**EXERCISE DETAILS**
Across the listing, tally the lines in which the word "handle" occurs, then report the tally alone.

**RECORDED DATA**
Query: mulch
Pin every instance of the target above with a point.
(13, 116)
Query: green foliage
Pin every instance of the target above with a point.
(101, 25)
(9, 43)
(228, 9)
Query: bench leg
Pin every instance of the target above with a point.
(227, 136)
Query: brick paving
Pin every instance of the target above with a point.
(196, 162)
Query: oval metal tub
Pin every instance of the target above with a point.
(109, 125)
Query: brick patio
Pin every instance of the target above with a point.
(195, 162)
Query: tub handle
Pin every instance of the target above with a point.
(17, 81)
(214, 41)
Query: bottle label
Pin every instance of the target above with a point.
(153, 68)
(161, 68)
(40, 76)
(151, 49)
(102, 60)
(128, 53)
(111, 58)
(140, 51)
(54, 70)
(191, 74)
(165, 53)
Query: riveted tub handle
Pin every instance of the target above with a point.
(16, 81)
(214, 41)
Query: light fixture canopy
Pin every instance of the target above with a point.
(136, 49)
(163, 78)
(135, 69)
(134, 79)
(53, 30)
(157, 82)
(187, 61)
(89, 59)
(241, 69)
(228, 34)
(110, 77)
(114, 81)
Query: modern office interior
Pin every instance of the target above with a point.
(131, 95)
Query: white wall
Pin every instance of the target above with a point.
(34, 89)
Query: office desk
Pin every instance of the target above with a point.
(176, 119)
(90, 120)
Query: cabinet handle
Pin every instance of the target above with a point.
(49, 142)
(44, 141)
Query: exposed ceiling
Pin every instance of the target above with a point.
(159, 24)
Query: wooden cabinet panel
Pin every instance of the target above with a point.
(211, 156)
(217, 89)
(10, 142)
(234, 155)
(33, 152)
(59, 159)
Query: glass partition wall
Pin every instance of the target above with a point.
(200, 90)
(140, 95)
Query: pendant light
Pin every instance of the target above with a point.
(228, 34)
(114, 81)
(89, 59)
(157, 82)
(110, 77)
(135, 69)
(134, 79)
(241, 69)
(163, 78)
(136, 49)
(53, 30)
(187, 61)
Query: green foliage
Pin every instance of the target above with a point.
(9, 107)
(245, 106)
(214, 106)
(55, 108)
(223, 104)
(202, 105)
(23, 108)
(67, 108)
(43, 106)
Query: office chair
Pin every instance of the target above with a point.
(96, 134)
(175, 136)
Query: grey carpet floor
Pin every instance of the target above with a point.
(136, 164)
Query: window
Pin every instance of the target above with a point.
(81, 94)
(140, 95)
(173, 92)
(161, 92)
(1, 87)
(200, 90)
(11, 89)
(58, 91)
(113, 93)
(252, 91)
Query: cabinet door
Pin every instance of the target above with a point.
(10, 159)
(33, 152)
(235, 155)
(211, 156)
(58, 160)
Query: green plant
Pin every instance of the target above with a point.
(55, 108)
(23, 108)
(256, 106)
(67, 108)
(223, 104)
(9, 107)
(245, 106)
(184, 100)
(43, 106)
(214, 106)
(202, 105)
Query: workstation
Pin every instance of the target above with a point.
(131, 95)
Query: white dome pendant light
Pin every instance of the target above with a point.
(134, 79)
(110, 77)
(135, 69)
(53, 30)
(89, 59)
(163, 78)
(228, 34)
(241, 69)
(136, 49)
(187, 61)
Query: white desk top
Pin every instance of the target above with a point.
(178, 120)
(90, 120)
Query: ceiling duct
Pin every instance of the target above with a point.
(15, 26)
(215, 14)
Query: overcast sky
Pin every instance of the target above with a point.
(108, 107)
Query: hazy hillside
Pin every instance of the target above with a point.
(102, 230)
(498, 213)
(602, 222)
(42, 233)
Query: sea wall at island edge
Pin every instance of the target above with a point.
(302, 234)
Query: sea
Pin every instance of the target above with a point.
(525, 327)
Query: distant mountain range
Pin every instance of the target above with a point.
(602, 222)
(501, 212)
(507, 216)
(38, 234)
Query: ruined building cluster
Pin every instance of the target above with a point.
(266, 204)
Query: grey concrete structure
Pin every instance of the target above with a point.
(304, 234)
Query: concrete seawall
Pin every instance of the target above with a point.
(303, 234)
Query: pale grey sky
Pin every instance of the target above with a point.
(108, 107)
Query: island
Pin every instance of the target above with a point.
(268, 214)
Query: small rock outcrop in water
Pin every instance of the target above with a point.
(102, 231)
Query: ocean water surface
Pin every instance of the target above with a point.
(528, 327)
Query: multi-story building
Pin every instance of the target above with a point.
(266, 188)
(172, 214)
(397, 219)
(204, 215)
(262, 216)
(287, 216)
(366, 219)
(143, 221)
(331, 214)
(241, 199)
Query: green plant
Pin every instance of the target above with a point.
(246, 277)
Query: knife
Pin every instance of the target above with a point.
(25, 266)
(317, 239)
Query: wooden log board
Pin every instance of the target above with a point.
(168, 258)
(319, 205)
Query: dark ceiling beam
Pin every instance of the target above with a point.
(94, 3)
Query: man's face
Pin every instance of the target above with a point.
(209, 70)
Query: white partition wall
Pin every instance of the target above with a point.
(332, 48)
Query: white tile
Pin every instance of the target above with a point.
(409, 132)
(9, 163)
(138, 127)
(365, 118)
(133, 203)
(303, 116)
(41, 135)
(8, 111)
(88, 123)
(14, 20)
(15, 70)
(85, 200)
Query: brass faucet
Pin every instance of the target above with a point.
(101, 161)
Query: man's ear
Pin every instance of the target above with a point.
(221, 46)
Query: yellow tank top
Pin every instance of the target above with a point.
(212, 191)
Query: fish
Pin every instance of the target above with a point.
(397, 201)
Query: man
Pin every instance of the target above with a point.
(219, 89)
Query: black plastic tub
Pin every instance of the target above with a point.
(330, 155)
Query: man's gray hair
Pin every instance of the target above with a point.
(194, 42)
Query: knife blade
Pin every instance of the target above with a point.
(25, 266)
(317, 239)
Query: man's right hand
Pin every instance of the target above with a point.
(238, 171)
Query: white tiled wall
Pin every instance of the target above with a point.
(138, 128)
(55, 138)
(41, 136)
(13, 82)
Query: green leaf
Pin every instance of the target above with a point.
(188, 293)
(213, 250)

**YOUR RESPONSE**
3